__What the exercise asks__:
Convert the records below, from the line containing "Can you find the snow ridge?" through the end of the records, into a numbered list with blank lines omitted. Include no other lines.

__Data section__:
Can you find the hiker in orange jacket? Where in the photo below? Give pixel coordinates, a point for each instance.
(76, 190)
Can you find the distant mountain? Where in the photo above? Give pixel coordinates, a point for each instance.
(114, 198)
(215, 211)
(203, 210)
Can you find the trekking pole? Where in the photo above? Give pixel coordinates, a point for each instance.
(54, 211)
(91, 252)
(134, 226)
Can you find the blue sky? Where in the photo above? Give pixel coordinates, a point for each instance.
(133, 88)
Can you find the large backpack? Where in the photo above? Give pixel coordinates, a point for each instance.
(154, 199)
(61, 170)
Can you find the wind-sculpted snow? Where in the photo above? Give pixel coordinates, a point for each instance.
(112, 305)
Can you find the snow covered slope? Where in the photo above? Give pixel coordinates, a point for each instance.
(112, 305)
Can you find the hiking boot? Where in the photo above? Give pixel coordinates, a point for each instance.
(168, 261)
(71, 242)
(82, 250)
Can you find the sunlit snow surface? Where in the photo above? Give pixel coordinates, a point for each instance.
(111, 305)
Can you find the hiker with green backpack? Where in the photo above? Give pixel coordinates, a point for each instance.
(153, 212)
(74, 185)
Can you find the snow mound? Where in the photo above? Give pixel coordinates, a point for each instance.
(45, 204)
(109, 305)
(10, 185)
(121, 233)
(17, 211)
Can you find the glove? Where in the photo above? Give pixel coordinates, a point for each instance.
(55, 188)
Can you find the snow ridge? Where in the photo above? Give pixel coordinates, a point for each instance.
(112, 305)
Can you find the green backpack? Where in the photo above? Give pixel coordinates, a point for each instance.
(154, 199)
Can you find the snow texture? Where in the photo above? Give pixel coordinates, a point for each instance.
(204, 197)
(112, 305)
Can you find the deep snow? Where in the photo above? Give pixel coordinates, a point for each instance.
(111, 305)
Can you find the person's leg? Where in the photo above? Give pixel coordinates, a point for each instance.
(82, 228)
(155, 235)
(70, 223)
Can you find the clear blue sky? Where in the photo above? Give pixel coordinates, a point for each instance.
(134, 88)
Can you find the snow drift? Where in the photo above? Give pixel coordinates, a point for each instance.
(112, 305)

__Task output__:
1. Can you find the snow ridge? Where in the photo above? Give pixel coordinates, a point for each instance.
2. (112, 305)
3. Can you find the green backpack? Where in the photo above? Give pixel coordinates, a point for each instance.
4. (154, 199)
5. Can you find the snow texture? Where in the photo above? Give pixel coordinates, a point for each instance.
6. (204, 197)
7. (112, 305)
8. Can you find the deep snow? Where in the photo above? Give pixel coordinates, a point for each instance.
9. (111, 305)
10. Can you find the person's leg? Where in the photo above? Give pixel coordinates, a point for each instance.
11. (82, 228)
12. (155, 235)
13. (70, 223)
14. Can you find the clear blue sky? Where in the photo above? Give pixel coordinates, a point for each instance.
15. (134, 88)
16. Can you find the snow drift? Where in the photo above? Give pixel coordinates, a point for each instance.
17. (112, 305)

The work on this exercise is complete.